═════ EXERCISE MATERIALS

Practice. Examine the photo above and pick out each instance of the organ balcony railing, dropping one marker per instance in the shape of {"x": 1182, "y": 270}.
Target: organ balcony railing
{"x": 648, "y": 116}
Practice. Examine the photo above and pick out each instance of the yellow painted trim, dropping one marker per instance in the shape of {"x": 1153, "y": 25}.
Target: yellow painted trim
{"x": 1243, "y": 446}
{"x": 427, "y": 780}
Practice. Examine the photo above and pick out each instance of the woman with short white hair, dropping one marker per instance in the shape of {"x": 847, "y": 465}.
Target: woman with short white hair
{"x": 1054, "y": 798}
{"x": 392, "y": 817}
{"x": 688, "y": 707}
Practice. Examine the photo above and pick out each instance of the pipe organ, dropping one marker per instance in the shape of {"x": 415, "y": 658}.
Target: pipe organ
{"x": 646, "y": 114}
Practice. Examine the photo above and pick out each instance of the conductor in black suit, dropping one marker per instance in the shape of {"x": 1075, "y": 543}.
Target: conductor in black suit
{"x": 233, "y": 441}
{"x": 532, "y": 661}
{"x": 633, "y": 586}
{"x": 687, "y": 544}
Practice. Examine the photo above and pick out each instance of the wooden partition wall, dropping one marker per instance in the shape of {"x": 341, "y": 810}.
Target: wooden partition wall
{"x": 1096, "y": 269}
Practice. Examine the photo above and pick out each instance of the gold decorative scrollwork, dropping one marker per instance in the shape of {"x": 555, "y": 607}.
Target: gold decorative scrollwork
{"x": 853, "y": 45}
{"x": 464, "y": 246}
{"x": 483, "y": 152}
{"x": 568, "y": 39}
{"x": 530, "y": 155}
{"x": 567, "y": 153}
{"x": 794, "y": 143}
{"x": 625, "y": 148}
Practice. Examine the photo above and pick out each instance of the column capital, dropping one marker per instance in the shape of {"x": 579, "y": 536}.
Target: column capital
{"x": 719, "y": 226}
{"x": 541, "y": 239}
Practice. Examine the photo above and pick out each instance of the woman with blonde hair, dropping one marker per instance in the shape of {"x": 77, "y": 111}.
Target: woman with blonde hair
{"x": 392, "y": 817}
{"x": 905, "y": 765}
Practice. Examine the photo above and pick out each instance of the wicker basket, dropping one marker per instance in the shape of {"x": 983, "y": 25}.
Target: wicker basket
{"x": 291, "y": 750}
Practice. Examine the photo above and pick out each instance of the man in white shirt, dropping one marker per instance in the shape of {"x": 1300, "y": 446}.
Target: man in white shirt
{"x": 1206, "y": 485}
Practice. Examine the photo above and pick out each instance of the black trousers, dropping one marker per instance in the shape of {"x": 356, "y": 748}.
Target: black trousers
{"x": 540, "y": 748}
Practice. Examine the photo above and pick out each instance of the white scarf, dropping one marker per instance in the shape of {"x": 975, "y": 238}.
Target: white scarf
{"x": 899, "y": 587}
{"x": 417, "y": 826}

══════════

## WHAT YOU ARE ASKED TO DO
Every line of the data must be written out again word for word.

## TASK ANSWER
Practice. Examine the photo above and pick out each instance of the organ balcony railing, dropping one marker per instance in the shape of {"x": 1182, "y": 270}.
Target: organ balcony railing
{"x": 648, "y": 116}
Practice. Examine the photo above and pick out each instance of the yellow painted trim, dropping one marker per instance in the shape of {"x": 1153, "y": 25}.
Target: yellow painted trim
{"x": 1243, "y": 446}
{"x": 427, "y": 780}
Practice. Examine the photo above and pick out each instance of the woman with short white hair, dropping one marker per instance in the shape of {"x": 847, "y": 465}.
Target: woman with short white hair
{"x": 1054, "y": 798}
{"x": 392, "y": 817}
{"x": 688, "y": 707}
Practice. Examine the photo above and pick out each instance of the pipe organ, dropping one marker per instance in the shape of {"x": 415, "y": 658}.
Target: pipe organ
{"x": 646, "y": 114}
Practice. Examine the photo above and pick out each instance of the conductor in black suit, dropping one marker per instance in the shape of {"x": 1075, "y": 543}.
Target: conductor in black suit
{"x": 233, "y": 441}
{"x": 532, "y": 661}
{"x": 633, "y": 586}
{"x": 687, "y": 544}
Practice. Examine the photo above and pick out each instance of the wooden partition wall, dropping one marker per instance in the shape of {"x": 341, "y": 810}.
Target: wooden partition wall
{"x": 1096, "y": 269}
Practice. Examine the photo above and pick out each instance of the gold decorative scrollwork, dropping one marker per instance in the shape of {"x": 555, "y": 607}.
Target: gold decorative scrollwork
{"x": 853, "y": 45}
{"x": 464, "y": 246}
{"x": 483, "y": 152}
{"x": 568, "y": 39}
{"x": 530, "y": 155}
{"x": 567, "y": 153}
{"x": 794, "y": 143}
{"x": 625, "y": 148}
Practice. Examine the photo above and pick out each instance of the column capital, dropping one marker per instance in the shape of {"x": 579, "y": 536}.
Target: column capital
{"x": 719, "y": 226}
{"x": 541, "y": 239}
Practice. Examine the photo above and pick out each instance of the woman with blonde hair, dropping one marker per instance in the shape of {"x": 77, "y": 111}.
Target: woman with blonde hair
{"x": 392, "y": 817}
{"x": 905, "y": 765}
Practice. Examine the photo above and pick out each instance of the wicker basket, dropping one marker per instance in the shape of {"x": 983, "y": 25}.
Target: wicker basket
{"x": 291, "y": 750}
Practice. Examine the photo above and pick out each instance of the man in white shirt, dropping one marker per instance in the shape of {"x": 1300, "y": 446}.
Target: man in white shirt
{"x": 1206, "y": 485}
Practice. Examine the photo above and pick out each instance of the black trousers, dropping one marker per instance in the shape of {"x": 356, "y": 748}.
Target: black trousers
{"x": 540, "y": 748}
Practice. Examine the photo above and pick out each instance of the white scarf, dropping one marker per instance in the shape of {"x": 975, "y": 238}.
Target: white scarf
{"x": 899, "y": 587}
{"x": 417, "y": 826}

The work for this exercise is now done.